-- START OF Text --
# Remember multicolored breakers?



## Big City Electrician (Jul 5, 2010)

I remember about 40 years ago, every so often you'd get a Bakelite breaker that was composed of all kinds of different colors, like the left overs from the various colors mixed into a production run so as not to waste product.

Those were real cool...


----------



## 480sparky (Sep 20, 2007)

Westinghouses were sold with color handles up until about 10 years ago. I still have a few lying around.

If memory serves, 
blue = 15
red= 20
green = 30
grey = 40
light blue = 50
orange = 60
black = 70+


----------



## Bkessler (Feb 14, 2007)

Big City Electrician said:


> I remember about 40 years ago, every so often you'd get a Bakelite breaker that was composed of all kinds of different colors, like the left overs from the various colors mixed into a production run so as not to waste product.
> 
> Those were real cool...


I know what your talking about, I threw some away a few years ago, I should have saved them.


----------



## Bkessler (Feb 14, 2007)
-- END OF Text --
● Set problem: Retype the forum thread on multicolored breakers, starting with "## Big City" and going on through "(Sep 20, 2007)".
-- START OF Provided records --
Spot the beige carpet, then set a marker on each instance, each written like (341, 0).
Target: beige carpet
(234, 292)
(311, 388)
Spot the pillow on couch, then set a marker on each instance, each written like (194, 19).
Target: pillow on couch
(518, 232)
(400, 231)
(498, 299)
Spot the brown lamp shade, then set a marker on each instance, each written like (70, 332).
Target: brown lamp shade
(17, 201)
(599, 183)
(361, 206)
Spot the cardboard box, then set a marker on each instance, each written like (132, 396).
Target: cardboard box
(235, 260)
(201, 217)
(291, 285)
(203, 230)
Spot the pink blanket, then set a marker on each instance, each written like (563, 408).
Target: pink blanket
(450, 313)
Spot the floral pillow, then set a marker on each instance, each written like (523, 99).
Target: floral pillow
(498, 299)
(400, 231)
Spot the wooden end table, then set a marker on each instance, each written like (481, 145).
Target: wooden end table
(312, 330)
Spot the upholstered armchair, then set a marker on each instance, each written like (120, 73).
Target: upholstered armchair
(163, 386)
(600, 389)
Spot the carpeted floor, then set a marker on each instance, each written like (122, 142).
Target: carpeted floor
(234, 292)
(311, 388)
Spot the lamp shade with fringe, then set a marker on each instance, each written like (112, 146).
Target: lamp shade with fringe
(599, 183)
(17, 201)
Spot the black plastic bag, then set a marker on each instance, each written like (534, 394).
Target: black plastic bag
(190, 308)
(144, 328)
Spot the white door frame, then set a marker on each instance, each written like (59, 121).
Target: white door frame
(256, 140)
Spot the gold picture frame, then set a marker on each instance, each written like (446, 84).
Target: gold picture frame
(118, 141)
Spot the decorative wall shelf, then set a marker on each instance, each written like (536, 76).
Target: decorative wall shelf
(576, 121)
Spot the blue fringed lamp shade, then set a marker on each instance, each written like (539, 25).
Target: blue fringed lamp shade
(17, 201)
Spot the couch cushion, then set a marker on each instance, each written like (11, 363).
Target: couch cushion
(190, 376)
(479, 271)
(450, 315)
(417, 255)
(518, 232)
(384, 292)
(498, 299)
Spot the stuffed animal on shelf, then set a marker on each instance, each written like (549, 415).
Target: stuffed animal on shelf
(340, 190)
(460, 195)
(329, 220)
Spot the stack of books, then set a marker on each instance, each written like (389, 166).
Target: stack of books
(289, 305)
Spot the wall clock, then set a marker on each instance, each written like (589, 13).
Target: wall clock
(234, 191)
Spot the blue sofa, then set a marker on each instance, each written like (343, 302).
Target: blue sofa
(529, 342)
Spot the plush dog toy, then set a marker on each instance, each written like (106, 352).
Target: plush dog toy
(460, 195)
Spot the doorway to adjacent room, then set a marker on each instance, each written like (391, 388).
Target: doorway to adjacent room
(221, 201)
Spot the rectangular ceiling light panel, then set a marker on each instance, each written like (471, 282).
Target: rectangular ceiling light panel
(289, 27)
-- END OF Provided records --
-- START OF Provided records --
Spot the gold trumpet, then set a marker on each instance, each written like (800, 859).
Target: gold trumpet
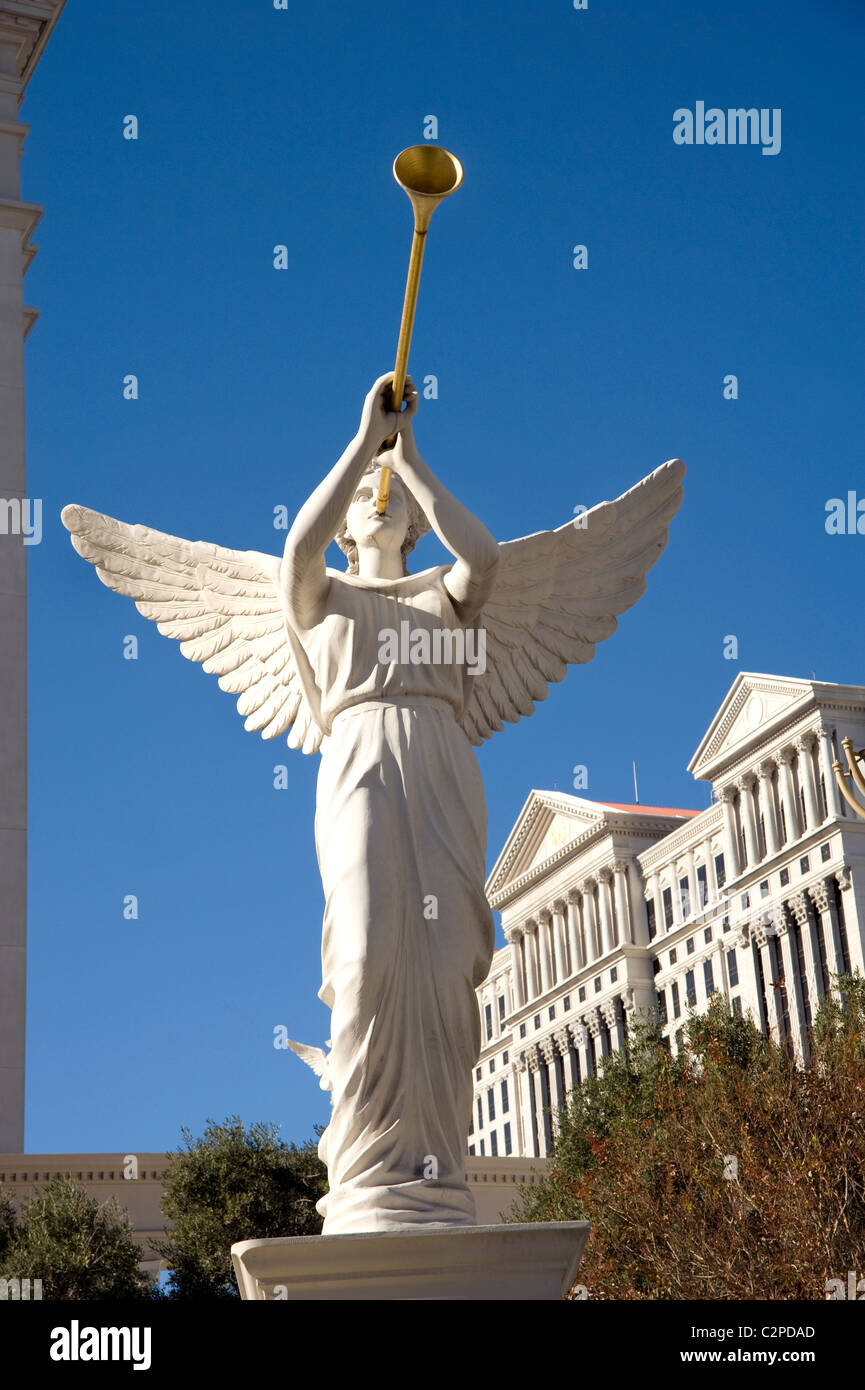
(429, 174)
-- END OF Provided records --
● Expected answer:
## Big City Electrician (Jul 5, 2010)

I remember about 40 years ago, every so often you'd get a Bakelite breaker that was composed of all kinds of different colors, like the left overs from the various colors mixed into a production run so as not to waste product.

Those were real cool...


----------



## 480sparky (Sep 20, 2007)